Domingo 27º del Tiempo Ordinario C


Domingo 27º del TO C
(Ha 1, 2-3.2, 2-4; 2Tm 1,6-8.13-14; Lc 17, 5-10)

Queridos hermanos:

          La palabra de hoy nos presenta la fe, que amalgamada con la cruz de cada día se transforma en la fidelidad de la que habla Habacuc en la primera lectura. La vida, de hecho, es un sucederse de pruebas y consolaciones, de las que habla también San Pablo, y que en la fe son sobrellevadas con la ayuda de la gracia de Dios.
            Timoteo es invitado a la fidelidad de reavivar el Don recibido, gracias al cual, y sólo por él, nosotros como siervos inútiles del Señor podemos acoger la voluntad salvadora de Dios y realizar la misión que se nos encomiende (St 1, 17) (1Co 4-7). Lejos, por tanto de nosotros toda presunción y toda vanagloria, si nos es dado el permanecer fieles al amor de Cristo. Si nosotros, por la fe recibimos su espíritu de obediencia y de servicio, somos incorporados a su misión, y devolvemos así lo que hemos recibido gratuitamente de Dios en favor de los hombres, “no hemos hecho más que lo que debíamos hacer,” y nuestros méritos, debemos agradecerlos a su bondad.

■ Datos proporcionados ■
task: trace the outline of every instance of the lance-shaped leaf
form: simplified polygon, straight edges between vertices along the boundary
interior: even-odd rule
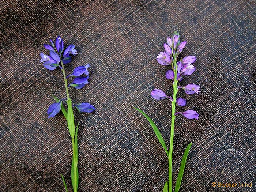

■ Requisitos ■
Escribe de nuevo el extracto sobre la fe y la fidelidad completo, palabra por palabra y sin ningún cambio.

■ Resultado ■
Domingo 27º del Tiempo Ordinario C


Domingo 27º del TO C
(Ha 1, 2-3.2, 2-4; 2Tm 1,6-8.13-14; Lc 17, 5-10)

Queridos hermanos:

          La palabra de hoy nos presenta la fe, que amalgamada con la cruz de cada día se transforma en la fidelidad de la que habla Habacuc en la primera lectura. La vida, de hecho, es un sucederse de pruebas y consolaciones, de las que habla también San Pablo, y que en la fe son sobrellevadas con la ayuda de la gracia de Dios.
            Timoteo es invitado a la fidelidad de reavivar el Don recibido, gracias al cual, y sólo por él, nosotros como siervos inútiles del Señor podemos acoger la voluntad salvadora de Dios y realizar la misión que se nos encomiende (St 1, 17) (1Co 4-7). Lejos, por tanto de nosotros toda presunción y toda vanagloria, si nos es dado el permanecer fieles al amor de Cristo. Si nosotros, por la fe recibimos su espíritu de obediencia y de servicio, somos incorporados a su misión, y devolvemos así lo que hemos recibido gratuitamente de Dios en favor de los hombres, “no hemos hecho más que lo que debíamos hacer,” y nuestros méritos, debemos agradecerlos a su bondad.